_EXERCISE_
Please copy each line below that contains the string "winter".

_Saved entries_
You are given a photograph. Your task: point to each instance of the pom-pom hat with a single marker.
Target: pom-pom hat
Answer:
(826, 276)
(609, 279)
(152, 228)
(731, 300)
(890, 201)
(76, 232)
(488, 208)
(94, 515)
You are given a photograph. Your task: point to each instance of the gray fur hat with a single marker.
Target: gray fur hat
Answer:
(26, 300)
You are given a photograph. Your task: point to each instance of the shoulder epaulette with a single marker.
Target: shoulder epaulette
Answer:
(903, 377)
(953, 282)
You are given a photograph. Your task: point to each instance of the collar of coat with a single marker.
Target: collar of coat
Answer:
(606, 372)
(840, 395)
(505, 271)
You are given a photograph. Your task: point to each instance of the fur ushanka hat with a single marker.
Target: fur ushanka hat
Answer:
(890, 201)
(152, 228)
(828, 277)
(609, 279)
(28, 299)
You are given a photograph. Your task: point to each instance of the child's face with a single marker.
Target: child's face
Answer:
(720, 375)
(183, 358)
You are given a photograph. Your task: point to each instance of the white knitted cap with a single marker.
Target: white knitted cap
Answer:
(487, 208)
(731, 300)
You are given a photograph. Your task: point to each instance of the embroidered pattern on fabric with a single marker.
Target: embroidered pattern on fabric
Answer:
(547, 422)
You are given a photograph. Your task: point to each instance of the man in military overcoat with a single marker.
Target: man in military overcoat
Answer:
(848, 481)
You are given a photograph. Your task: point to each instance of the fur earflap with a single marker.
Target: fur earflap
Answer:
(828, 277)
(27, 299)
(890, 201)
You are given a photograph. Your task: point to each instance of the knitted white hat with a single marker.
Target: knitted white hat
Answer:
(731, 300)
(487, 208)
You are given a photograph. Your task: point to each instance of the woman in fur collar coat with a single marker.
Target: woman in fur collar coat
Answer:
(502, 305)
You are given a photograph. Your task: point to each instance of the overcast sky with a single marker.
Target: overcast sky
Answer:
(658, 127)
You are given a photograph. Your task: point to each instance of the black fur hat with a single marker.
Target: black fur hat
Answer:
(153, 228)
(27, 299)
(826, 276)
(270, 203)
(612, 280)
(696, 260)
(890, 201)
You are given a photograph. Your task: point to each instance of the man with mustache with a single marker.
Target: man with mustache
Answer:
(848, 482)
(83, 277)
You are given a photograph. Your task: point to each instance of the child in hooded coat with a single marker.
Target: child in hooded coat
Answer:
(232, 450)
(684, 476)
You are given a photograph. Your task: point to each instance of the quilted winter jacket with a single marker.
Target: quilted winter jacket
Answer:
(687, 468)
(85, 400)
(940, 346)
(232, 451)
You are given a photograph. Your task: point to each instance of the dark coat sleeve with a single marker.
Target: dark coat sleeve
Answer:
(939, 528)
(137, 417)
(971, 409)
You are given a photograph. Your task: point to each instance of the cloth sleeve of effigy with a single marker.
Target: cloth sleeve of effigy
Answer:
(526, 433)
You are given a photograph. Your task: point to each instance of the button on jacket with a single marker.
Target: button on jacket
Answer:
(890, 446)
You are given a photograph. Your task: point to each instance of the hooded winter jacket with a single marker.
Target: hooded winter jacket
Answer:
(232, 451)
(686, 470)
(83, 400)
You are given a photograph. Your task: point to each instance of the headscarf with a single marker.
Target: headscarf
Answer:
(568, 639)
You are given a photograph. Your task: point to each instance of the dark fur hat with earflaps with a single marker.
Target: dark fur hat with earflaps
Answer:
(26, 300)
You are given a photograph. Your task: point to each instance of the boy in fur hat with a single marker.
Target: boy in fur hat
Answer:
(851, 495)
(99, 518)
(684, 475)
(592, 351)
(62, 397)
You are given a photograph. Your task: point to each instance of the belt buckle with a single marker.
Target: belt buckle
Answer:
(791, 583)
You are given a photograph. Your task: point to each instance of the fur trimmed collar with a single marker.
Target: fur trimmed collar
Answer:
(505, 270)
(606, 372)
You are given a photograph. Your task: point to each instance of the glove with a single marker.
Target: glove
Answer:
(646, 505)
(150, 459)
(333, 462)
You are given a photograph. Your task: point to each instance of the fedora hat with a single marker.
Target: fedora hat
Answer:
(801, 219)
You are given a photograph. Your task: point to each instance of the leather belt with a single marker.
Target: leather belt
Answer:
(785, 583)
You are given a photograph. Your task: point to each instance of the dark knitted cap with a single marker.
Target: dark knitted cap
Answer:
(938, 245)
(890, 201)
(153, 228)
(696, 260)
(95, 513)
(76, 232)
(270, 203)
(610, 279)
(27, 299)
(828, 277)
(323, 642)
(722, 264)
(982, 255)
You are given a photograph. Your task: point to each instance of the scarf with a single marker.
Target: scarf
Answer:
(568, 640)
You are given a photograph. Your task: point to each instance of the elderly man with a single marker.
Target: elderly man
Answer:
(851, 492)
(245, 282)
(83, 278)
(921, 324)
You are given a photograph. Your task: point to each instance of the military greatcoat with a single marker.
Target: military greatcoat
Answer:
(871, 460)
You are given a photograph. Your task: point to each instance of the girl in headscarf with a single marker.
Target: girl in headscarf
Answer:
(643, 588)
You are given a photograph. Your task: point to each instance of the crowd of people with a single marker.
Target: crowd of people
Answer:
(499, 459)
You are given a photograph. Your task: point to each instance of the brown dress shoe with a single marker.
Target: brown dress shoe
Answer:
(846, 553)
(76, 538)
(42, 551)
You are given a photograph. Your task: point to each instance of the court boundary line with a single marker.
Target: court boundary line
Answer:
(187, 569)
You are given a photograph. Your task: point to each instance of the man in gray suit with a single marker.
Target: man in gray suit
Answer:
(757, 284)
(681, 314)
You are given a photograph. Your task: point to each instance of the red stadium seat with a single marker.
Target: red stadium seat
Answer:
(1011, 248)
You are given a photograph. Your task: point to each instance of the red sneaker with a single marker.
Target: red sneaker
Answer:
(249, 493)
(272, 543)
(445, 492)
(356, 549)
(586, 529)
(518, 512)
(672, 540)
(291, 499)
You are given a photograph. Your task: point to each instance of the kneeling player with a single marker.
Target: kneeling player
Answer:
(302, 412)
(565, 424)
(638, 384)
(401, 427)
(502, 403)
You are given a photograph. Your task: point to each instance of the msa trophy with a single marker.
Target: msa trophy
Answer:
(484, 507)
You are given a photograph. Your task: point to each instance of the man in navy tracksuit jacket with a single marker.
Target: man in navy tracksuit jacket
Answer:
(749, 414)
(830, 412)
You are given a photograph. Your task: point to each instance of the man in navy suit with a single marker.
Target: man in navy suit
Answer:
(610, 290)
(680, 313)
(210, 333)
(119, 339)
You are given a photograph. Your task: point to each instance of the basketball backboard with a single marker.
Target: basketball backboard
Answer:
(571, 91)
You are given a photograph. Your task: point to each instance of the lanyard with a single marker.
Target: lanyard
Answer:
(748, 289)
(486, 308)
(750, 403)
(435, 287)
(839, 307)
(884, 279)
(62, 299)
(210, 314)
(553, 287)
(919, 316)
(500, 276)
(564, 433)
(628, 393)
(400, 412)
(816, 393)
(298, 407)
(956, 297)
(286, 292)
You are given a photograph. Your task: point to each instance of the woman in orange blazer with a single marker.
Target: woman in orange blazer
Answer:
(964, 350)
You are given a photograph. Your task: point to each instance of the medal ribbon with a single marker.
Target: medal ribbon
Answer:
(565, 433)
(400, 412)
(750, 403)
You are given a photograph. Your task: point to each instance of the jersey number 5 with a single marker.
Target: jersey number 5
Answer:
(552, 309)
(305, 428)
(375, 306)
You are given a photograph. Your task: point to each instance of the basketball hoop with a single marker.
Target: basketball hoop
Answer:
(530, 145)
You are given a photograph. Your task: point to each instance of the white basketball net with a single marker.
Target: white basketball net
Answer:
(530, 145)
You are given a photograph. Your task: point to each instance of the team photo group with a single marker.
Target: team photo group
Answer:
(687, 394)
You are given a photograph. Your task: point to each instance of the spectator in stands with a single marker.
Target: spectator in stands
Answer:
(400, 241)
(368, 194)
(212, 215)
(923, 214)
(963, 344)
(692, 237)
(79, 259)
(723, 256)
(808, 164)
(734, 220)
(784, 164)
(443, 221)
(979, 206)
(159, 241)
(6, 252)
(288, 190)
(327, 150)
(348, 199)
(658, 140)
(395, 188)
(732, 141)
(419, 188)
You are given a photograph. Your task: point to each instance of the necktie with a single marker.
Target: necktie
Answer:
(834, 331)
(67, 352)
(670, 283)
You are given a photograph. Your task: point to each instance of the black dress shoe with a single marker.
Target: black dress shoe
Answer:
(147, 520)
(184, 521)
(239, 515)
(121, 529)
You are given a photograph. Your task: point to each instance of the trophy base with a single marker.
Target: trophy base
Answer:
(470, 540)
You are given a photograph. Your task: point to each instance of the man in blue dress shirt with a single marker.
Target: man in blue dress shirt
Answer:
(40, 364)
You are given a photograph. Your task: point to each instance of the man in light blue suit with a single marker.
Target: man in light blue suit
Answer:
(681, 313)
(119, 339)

_ANSWER FOR THIS EXERCISE_
You are given a photograph. Your task: point to each instance of the quilted winter jacket with a single marker.
Target: quilted winter jacket
You are given a photograph. Your task: point to each instance of the hooded winter jacket with a single marker.
Target: hooded winter jacket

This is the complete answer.